▶ **Problem statement**
An exact copy of all the data is the required output.

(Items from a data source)
________
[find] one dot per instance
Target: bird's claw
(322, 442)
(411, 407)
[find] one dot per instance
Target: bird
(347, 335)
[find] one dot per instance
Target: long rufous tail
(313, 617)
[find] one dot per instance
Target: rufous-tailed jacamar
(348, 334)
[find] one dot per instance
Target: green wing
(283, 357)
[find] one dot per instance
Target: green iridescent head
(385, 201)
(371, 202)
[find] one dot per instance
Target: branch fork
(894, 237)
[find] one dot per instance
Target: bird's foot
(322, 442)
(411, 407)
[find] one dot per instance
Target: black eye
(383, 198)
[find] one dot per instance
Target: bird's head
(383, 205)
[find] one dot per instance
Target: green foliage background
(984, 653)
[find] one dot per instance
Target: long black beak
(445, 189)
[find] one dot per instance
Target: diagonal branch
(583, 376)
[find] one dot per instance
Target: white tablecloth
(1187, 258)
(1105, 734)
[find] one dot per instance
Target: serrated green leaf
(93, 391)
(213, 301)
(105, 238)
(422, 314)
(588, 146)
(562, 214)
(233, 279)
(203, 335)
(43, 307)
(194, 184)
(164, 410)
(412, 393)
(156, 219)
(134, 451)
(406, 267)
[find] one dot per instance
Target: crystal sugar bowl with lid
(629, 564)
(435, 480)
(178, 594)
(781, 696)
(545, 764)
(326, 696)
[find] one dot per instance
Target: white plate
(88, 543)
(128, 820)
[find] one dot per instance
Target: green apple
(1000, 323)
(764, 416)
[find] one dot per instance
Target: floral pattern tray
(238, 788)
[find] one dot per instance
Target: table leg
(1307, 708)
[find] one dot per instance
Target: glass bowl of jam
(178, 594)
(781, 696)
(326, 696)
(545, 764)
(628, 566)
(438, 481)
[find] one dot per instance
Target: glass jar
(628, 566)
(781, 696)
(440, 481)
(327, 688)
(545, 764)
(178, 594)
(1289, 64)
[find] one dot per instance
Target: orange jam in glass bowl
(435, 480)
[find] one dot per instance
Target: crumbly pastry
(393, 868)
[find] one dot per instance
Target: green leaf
________
▶ **Answer to the exercise**
[find] one dot per instance
Target: bird's claw
(322, 442)
(411, 407)
[find] one dot per instance
Target: bird
(347, 335)
[find] one dot per instance
Target: long rufous tail
(313, 617)
[find] one dot per instance
Target: rufous-tailed jacamar
(348, 334)
[find] one dot per instance
Target: green wing
(283, 357)
[find] one dot per instance
Target: green iridescent head
(385, 201)
(371, 202)
[find] one dot per instance
Target: branch fork
(894, 237)
[find] one dot per instance
Target: bird's foot
(322, 442)
(411, 407)
[find] one dot per instance
Target: black eye
(383, 198)
[find] one dot per instance
Target: bird's head
(383, 205)
[find] one dot per instance
Target: green foliage background
(984, 653)
[find] one dot per instance
Target: long black beak
(445, 189)
[find] one dot per instance
Target: diagonal branch
(583, 376)
[find] one dot per instance
Target: white tablecloth
(1187, 258)
(1105, 734)
[find] one dot per instance
Target: serrated green leaf
(93, 391)
(213, 301)
(105, 238)
(422, 314)
(588, 146)
(562, 214)
(233, 279)
(203, 335)
(43, 307)
(194, 184)
(164, 410)
(412, 393)
(156, 219)
(134, 451)
(406, 267)
[find] one dot per instance
Target: crystal sugar bowl with lid
(629, 564)
(435, 480)
(178, 594)
(781, 696)
(545, 764)
(326, 696)
[find] one dot per instance
Target: white plate
(88, 543)
(128, 820)
[find] one dot per instance
Target: green apple
(1000, 323)
(764, 416)
[find] one dot per instance
Target: floral pattern tray
(238, 788)
[find] one dot per instance
Target: table leg
(1307, 708)
[find] one dot per instance
Target: glass bowl of jam
(178, 594)
(781, 696)
(326, 696)
(545, 764)
(628, 566)
(438, 481)
[find] one dot per instance
Target: glass jar
(628, 566)
(781, 696)
(440, 481)
(327, 688)
(545, 764)
(178, 594)
(1289, 64)
[find] one dot per instance
Target: orange jam in glass bowl
(435, 480)
[find] one dot per instance
Target: crumbly pastry
(393, 868)
[find] one dot per instance
Target: green leaf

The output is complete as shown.